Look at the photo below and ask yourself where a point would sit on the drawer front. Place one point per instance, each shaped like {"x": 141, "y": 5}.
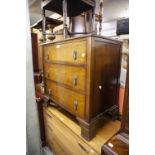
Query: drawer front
{"x": 67, "y": 52}
{"x": 71, "y": 76}
{"x": 64, "y": 137}
{"x": 53, "y": 143}
{"x": 70, "y": 100}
——————————
### Try it
A verbatim copy of the records above, without pictures, is required.

### Final answer
Look at the photo below and ask yourself where a point would sit on the drawer front. Place one point per instance, each shaped like {"x": 141, "y": 5}.
Query: drawer front
{"x": 67, "y": 52}
{"x": 71, "y": 76}
{"x": 64, "y": 137}
{"x": 53, "y": 143}
{"x": 70, "y": 100}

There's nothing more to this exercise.